§ **DOCUMENT SEGMENT**

----------

You're missing the trick! I should record a video for you.

 

1. Pick a stripe in the middle that gives a good vanishing point perspective (isometric 3d effect).

2. Scroll over just that one stripe. Ballblazer does not scroll over what we perceive as the entire playfield (as shown in the video). It just repeats the same single stripe, over and over.

3. When you reach the edge of your stripe, jump back to the beginning of that stripe, and reverse the colors. If you do this correctly, and swap colors, it will give the illusion that you're moving from one stripe and onto an opposite-colored stripe.

4. Continue to scroll through the stripe as described in #2.

 

You are constantly "in the middle".

 

VIDEO:

bb-mid.mp4

 

Drawn pixels fill most of the the screen, and are in grayscale. Color changes (via DLIs) are represented on the left.

 

...aaaaaand, as it turns out, there is an edge case [figuratively and literally]. I don't know how I managed to miss it earlier.

 

When you approach the edge, starting in the distance and working towards the player, it is drawing squares (with pixels) on the playfield. But I'm having trouble figuring out why. At first, I latched onto your topic of preserving an isometric perspective, but they don't seem to be using it to change the perspective -- the perspective lines look like they same. Perhaps someone can help me understand why they're carving out boxes with actual pixels, in addition to the DLIs? (And are they changing the anti-aliasing, while they're at it?)

----------

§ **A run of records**

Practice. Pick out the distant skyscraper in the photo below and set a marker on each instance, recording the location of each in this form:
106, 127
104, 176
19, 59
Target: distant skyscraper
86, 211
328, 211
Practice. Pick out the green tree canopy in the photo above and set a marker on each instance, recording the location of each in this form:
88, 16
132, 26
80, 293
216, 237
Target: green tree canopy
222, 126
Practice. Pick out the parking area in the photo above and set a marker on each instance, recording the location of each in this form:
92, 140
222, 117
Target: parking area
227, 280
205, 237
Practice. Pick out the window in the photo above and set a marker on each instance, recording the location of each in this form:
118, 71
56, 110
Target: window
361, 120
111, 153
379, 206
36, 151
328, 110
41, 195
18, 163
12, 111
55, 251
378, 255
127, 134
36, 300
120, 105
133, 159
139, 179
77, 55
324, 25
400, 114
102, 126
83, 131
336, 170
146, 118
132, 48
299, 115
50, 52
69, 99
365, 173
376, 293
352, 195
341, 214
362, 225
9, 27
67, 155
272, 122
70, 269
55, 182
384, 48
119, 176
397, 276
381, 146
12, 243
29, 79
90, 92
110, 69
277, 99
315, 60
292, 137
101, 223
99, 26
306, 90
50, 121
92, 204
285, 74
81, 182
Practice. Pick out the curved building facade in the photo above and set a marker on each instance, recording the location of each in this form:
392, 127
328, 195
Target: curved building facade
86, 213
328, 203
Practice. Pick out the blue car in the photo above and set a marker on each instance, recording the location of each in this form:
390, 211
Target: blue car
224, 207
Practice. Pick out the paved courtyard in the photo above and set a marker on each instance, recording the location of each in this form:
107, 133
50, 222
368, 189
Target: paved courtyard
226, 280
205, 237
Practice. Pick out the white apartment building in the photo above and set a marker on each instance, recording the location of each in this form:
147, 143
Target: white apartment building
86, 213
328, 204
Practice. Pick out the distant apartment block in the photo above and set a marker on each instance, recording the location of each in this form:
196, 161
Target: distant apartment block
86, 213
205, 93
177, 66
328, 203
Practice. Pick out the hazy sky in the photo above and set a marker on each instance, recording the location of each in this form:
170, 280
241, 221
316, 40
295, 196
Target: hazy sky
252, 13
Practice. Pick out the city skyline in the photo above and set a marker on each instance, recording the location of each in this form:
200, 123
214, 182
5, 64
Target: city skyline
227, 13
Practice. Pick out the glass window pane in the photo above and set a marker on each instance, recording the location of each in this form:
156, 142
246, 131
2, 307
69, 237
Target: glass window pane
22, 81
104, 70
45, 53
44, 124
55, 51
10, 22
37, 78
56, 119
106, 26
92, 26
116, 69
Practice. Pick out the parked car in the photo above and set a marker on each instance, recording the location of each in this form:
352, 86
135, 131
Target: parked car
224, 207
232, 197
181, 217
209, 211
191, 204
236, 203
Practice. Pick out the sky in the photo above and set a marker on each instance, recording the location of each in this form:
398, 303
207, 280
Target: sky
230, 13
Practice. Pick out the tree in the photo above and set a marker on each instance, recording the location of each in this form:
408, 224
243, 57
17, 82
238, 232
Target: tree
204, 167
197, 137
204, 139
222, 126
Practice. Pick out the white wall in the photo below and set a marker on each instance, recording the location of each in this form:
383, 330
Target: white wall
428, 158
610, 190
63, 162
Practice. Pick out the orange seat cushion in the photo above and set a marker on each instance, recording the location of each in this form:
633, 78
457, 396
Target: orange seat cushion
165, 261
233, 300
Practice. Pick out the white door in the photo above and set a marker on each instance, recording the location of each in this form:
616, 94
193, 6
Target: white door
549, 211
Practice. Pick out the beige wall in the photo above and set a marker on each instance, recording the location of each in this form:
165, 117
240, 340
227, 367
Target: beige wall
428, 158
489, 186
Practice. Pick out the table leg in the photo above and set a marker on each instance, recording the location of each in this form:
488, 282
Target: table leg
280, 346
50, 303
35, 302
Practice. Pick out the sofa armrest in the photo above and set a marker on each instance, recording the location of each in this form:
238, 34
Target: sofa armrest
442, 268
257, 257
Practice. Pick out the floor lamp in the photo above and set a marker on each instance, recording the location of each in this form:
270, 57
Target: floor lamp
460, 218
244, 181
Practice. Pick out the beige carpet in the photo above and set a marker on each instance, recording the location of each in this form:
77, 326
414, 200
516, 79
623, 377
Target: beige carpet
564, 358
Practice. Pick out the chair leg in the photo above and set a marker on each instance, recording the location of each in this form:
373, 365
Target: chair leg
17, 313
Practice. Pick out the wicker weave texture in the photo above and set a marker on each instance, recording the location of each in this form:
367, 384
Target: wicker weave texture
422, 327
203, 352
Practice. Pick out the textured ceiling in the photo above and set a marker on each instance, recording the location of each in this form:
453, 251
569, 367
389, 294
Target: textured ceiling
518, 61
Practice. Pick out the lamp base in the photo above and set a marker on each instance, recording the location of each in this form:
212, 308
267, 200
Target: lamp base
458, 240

----------

§ **WHAT IS BEING ASKED**
Resume the explanation of Ballblazer's striped-playfield scrolling trick, starting right after its final question about the drawn squares.

§ **EXPECTED ANSWER**
PLAYFIELD EDGE VIDEO:

bb-edge.mp4

 

In this video, we start out with Player 1 mid-playfield and Player 2 near the edge. The perspective lines appear identical, but Player 2 has squares painted on the playfield (and colors changed in the display list). As you move away from the edge (as Player 2), the drawn boxes go away, starting with the ones closes to the player. All boxes are removed and we just have stripes when the player is away from the edge (but still far away from the center). As the player moves back towards the edge, the boxes are redrawn from far to near.

 

Why did they actually draw the pixels? They don't seem to change what they were doing with just DLIs, or what they could do with DLIs. I don't see them using it to alter the perspective, but are they? Is this just deprecated code that they forgot to remove? [EDIT: Oh! This may be necessary, in part, to correctly render the background color with the edge of the playfield!]

 

EDIT: If the jumps in the video make it hard to follow, concentrate on the dark stripe portion in the middle. This shouldn't be a bad recording. The on-screen pixels are literally scrolling through the same stripe and jumping back to its beginning, over and over. Color swapping gives the illusion that the player is moving through multiple sections.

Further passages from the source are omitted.